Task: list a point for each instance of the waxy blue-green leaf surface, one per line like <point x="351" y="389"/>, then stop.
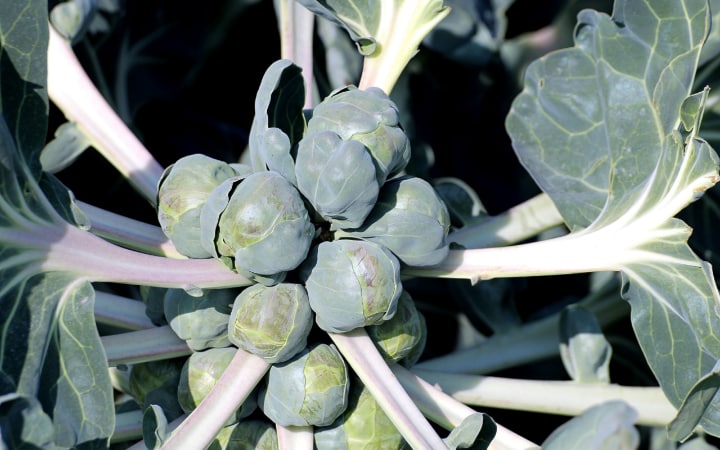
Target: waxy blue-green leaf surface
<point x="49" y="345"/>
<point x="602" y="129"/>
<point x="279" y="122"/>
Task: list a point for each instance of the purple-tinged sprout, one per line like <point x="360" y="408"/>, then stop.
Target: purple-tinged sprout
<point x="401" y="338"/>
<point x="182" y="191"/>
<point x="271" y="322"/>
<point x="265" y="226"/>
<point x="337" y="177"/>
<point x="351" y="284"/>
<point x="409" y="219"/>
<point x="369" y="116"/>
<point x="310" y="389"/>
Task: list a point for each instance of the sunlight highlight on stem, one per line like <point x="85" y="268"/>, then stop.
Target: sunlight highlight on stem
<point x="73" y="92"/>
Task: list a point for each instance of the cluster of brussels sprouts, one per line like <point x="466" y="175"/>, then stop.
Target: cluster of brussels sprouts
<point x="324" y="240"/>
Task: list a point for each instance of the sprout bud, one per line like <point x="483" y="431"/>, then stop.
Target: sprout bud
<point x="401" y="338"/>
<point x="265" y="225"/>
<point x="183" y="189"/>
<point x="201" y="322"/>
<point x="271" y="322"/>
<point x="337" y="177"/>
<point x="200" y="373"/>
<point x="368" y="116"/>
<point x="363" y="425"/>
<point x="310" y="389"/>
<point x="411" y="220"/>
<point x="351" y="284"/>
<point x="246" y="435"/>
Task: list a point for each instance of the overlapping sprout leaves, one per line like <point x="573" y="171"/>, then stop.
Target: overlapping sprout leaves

§ §

Can you set down all of the rows above word for word, with the pictures left out?

Task: list a point for each instance of the waxy blue-green leaf surface, one per line like <point x="351" y="389"/>, then stop.
Target: waxy blue-green leaf surface
<point x="49" y="345"/>
<point x="602" y="129"/>
<point x="279" y="122"/>
Task: list a point for each instance of the purple-tinged sprout, one per line like <point x="360" y="408"/>, then stop.
Target: purple-tinged sprout
<point x="401" y="338"/>
<point x="182" y="191"/>
<point x="271" y="322"/>
<point x="265" y="226"/>
<point x="337" y="177"/>
<point x="351" y="284"/>
<point x="409" y="219"/>
<point x="369" y="116"/>
<point x="310" y="389"/>
Task: list a point for each instance of the sunlight highlight on stem, one per line like <point x="85" y="268"/>, then stop.
Target: sunlight highlight on stem
<point x="73" y="92"/>
Task: list a point for each instance of the cluster of brussels sprouts, one per line like <point x="466" y="175"/>, then stop.
Target: cluster of brussels sprouts
<point x="324" y="240"/>
Task: list a point for each instance of the sprout bud, one per line like <point x="483" y="431"/>, then stop.
Target: sprout bud
<point x="401" y="338"/>
<point x="265" y="225"/>
<point x="183" y="189"/>
<point x="201" y="322"/>
<point x="271" y="322"/>
<point x="337" y="177"/>
<point x="200" y="373"/>
<point x="368" y="116"/>
<point x="363" y="425"/>
<point x="310" y="389"/>
<point x="411" y="220"/>
<point x="351" y="284"/>
<point x="246" y="435"/>
Task: list a point for each instance of the overlapping sprout leaves, one per line like <point x="573" y="171"/>, then stop.
Target: overlapping sprout leaves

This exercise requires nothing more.